• Source data
========================
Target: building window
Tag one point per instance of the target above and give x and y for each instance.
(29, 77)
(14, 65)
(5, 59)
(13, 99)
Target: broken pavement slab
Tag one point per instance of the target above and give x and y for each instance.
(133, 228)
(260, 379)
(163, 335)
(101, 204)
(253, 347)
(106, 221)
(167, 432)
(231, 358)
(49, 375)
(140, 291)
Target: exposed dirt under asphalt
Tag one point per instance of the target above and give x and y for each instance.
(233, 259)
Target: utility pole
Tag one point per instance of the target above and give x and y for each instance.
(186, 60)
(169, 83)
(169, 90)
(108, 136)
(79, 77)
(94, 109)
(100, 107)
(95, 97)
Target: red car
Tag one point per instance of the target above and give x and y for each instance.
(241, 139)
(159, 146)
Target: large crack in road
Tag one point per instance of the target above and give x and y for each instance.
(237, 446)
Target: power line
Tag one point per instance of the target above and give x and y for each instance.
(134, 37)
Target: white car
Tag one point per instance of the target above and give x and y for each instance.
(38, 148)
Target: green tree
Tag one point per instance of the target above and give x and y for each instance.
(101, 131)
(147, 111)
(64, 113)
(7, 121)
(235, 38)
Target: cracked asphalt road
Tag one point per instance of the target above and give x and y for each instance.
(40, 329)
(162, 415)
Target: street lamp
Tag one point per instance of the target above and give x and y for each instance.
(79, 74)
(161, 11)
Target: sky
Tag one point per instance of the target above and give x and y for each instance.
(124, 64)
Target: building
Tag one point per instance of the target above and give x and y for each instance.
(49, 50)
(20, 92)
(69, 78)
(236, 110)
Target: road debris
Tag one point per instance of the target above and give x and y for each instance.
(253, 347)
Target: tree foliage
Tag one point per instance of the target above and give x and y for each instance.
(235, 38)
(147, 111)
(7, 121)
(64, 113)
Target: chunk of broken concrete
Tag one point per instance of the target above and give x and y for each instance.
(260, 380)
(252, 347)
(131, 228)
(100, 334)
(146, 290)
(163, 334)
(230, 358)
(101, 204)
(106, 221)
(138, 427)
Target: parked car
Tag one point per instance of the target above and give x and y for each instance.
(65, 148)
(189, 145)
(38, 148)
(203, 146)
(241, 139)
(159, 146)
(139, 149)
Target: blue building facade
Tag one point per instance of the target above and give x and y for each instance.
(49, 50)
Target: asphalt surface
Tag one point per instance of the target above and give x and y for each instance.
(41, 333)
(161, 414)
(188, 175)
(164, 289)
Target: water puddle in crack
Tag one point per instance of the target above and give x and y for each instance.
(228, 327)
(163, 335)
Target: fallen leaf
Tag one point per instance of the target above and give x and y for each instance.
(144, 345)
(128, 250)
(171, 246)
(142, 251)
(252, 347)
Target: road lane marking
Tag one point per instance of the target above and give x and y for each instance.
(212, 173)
========================
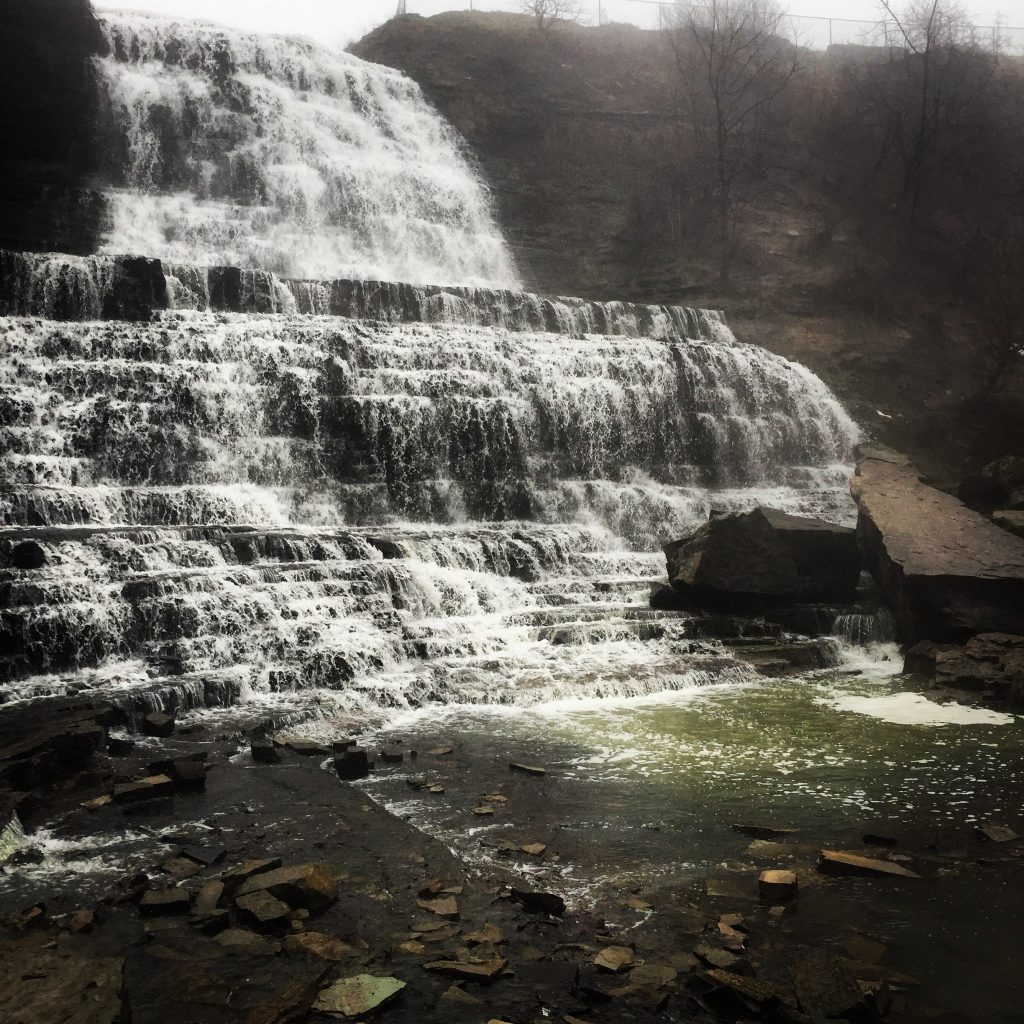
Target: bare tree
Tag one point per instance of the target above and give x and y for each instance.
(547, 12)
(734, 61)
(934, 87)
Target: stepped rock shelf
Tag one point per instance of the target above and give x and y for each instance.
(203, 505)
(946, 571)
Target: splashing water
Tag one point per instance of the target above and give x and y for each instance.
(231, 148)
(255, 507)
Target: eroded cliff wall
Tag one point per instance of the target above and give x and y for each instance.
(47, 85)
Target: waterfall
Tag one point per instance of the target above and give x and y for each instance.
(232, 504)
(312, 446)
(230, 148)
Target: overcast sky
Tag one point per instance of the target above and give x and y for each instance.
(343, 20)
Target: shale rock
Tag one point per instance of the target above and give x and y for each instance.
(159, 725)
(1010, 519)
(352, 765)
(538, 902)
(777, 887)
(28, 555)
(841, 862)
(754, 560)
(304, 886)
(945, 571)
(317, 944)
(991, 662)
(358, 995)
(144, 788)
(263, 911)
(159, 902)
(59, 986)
========================
In the entries above, restate word for word the lines between the one holding "Target: parked car" and the one holding "Target: water puddle in crack", inclusive, and nothing besides.

Target: parked car
Tag one point per instance of the target above and give x and y for each instance.
(65, 148)
(189, 145)
(38, 148)
(203, 146)
(241, 139)
(159, 146)
(139, 149)
Target: blue building facade
Tag one point per instance of the target above and give x and y for each instance.
(49, 50)
Target: asphalt surface
Tag one point per instance of the target above and give x and y for each instance.
(41, 333)
(161, 414)
(188, 175)
(164, 289)
Target: water puddle in crack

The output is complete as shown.